# Task directions:
Print the passage about day 3 of the paintball project word for word, in full.

# START OF Selected passage

Youtube Video- The Paintball Project Day 3

Bilal is already expressing great discomfort with lack of sleep. He visits a sound artist preparing for a show that evening. The artist compliments Bilal on his installation but notes the constant sound of the gun is disturbing. Bilal offers to disable the paintball gun during the performance if it is too disturbing5. Bilal returns to the installation space and also reads from some email from visitors to the website and chat room. He leaves again to try and sleep in a sunny spot in the gallery. He says the constant sound of the gun has kept him from napping. Even though he is out range of the projectiles, the sound effects him. He concludes the days’ entry with “I wish people could just enjoy life, and stop this senseless killing”6.

This sequence seems to run against the implication that Bilal would be restricted to the actual play space for the entire thirty days. This contrasts with endurance based pieces such as Chris Burden’s White Light/White Heat(1974) performed over the course of twenty two days at the Ronald Feldman gallery in New York. Burden’s piece involved him lying unobserved on a triangular platform. The spectators, if the term applies in this case, were invisible to  Burden’s view. A different piece of burden’s, Doomed, had him lying under a slanted piece of glass. A clock counted off the time he spent lying motionless until a museum guard placed a pitcher of water within his reach, thus triggering the end f the piece, as Burden smashed the glass and the clock at around the forty five hour mark.

# END OF Selected passage
# START OF Extracted material

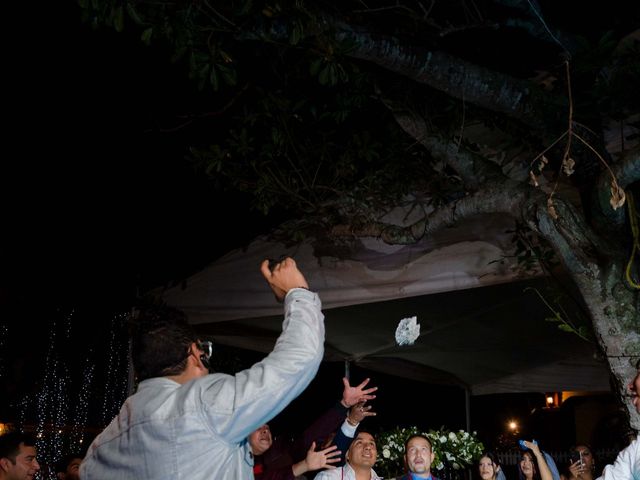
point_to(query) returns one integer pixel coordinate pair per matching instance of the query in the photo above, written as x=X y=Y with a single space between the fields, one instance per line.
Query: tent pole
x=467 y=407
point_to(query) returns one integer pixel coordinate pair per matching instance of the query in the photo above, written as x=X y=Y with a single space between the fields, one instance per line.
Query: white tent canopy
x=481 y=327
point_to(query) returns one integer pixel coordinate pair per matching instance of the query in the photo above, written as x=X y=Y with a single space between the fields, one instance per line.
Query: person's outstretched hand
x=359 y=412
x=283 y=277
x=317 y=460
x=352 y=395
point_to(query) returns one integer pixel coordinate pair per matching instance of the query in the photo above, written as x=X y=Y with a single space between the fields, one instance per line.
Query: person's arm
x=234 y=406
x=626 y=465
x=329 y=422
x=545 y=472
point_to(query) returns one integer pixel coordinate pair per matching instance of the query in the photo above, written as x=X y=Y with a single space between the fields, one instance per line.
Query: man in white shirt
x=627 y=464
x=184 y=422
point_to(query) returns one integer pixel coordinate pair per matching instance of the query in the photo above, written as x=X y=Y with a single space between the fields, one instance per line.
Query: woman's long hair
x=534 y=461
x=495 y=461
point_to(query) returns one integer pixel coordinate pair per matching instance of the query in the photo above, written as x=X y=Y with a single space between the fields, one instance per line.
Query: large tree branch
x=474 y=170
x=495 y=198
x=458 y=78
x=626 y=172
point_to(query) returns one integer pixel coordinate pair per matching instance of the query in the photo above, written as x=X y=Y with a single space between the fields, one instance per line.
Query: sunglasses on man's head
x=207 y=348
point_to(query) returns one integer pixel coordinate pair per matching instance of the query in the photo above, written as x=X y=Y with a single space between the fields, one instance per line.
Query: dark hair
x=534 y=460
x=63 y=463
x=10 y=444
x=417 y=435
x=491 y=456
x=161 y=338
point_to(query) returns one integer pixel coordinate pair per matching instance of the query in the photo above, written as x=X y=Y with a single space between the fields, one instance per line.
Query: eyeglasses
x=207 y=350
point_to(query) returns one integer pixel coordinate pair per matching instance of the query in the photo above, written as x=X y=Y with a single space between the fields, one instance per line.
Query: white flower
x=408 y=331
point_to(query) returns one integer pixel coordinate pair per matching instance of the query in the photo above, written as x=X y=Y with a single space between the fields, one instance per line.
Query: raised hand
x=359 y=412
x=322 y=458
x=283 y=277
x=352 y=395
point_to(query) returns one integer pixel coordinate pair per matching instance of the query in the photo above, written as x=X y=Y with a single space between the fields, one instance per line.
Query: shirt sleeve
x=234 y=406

# END OF Extracted material
# START OF Extracted material

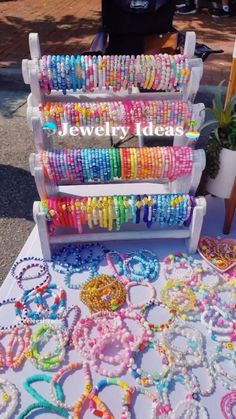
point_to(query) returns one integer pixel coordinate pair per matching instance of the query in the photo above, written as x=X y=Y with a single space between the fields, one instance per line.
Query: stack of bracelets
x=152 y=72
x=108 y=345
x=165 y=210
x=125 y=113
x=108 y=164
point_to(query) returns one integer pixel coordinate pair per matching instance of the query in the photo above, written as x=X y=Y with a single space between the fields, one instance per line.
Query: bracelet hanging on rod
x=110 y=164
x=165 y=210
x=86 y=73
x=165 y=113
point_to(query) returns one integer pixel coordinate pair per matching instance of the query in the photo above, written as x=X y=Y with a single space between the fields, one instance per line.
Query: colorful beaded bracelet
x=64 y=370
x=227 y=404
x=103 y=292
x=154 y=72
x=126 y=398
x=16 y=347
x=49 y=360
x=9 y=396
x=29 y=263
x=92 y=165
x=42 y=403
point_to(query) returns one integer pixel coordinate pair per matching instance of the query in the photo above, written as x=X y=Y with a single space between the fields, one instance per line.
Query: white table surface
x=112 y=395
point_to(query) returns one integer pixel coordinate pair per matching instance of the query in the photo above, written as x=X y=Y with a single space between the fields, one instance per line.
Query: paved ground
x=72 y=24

# END OF Extracted material

# Task solution:
Youtube Video- The Paintball Project Day 3

Bilal is already expressing great discomfort with lack of sleep. He visits a sound artist preparing for a show that evening. The artist compliments Bilal on his installation but notes the constant sound of the gun is disturbing. Bilal offers to disable the paintball gun during the performance if it is too disturbing5. Bilal returns to the installation space and also reads from some email from visitors to the website and chat room. He leaves again to try and sleep in a sunny spot in the gallery. He says the constant sound of the gun has kept him from napping. Even though he is out range of the projectiles, the sound effects him. He concludes the days’ entry with “I wish people could just enjoy life, and stop this senseless killing”6.

This sequence seems to run against the implication that Bilal would be restricted to the actual play space for the entire thirty days. This contrasts with endurance based pieces such as Chris Burden’s White Light/White Heat(1974) performed over the course of twenty two days at the Ronald Feldman gallery in New York. Burden’s piece involved him lying unobserved on a triangular platform. The spectators, if the term applies in this case, were invisible to  Burden’s view. A different piece of burden’s, Doomed, had him lying under a slanted piece of glass. A clock counted off the time he spent lying motionless until a museum guard placed a pitcher of water within his reach, thus triggering the end f the piece, as Burden smashed the glass and the clock at around the forty five hour mark.